--- Data listing ---

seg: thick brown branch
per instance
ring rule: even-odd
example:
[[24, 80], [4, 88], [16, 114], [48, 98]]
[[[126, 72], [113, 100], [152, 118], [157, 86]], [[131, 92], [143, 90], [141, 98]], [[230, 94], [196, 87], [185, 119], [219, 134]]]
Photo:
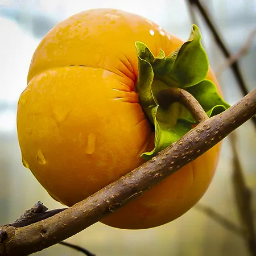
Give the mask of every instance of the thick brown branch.
[[159, 105], [163, 108], [179, 102], [183, 105], [192, 115], [197, 123], [208, 118], [199, 102], [188, 92], [180, 88], [171, 88], [160, 91], [156, 96]]
[[42, 203], [38, 201], [31, 209], [26, 210], [23, 214], [14, 222], [8, 225], [15, 226], [15, 228], [28, 226], [28, 225], [32, 224], [32, 223], [35, 223], [53, 216], [65, 209], [67, 208], [47, 210], [48, 209]]
[[0, 255], [26, 255], [70, 237], [160, 183], [256, 114], [256, 89], [225, 112], [199, 123], [156, 157], [53, 217], [22, 228], [3, 226]]
[[[220, 49], [221, 51], [225, 57], [226, 59], [229, 59], [232, 57], [232, 55], [228, 49], [228, 47], [224, 44], [221, 36], [218, 33], [216, 26], [214, 25], [209, 13], [208, 13], [204, 5], [201, 3], [199, 0], [188, 0], [188, 2], [192, 5], [195, 5], [195, 6], [196, 6], [198, 9], [198, 10], [201, 14], [205, 22], [205, 23], [207, 24], [209, 29], [212, 32], [213, 36], [213, 39], [214, 39], [217, 45], [218, 46]], [[234, 62], [233, 62], [230, 67], [232, 71], [233, 72], [234, 76], [237, 81], [238, 85], [240, 88], [241, 92], [244, 96], [246, 95], [248, 93], [247, 87], [245, 82], [245, 80], [242, 75], [241, 69], [239, 67], [237, 60], [235, 60]], [[256, 127], [256, 117], [253, 117], [251, 120], [253, 122], [254, 126]]]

--- What needs to be done ---
Can you write out again everything from the start of the records through the line with "228], [3, 226]]", requests included, but scale every coordinate in the answers by 2 and round each to a whole number, with halves rounding up? Leave the pictures out of your answer.

--- Complete output ---
seg: thick brown branch
per instance
ring rule: even-odd
example:
[[24, 80], [4, 88], [16, 114], [48, 98]]
[[[126, 72], [113, 100], [152, 118], [157, 86]], [[131, 92], [143, 90], [141, 98]], [[230, 94], [196, 87], [185, 119], [219, 134]]]
Photo:
Give the mask of every instance of the thick brown branch.
[[318, 210], [326, 216], [358, 204], [366, 210], [384, 230], [394, 246], [416, 236], [398, 204], [376, 184], [360, 176], [342, 176], [320, 182], [312, 192]]
[[84, 406], [76, 402], [62, 418], [52, 420], [46, 428], [28, 444], [16, 450], [30, 452], [30, 456], [56, 452], [56, 450], [64, 448], [64, 446], [70, 446], [106, 432], [130, 418], [134, 416], [94, 420], [96, 418]]
[[0, 510], [52, 510], [140, 474], [320, 366], [512, 228], [512, 178], [450, 224], [398, 246], [312, 314], [106, 434], [44, 456], [6, 452]]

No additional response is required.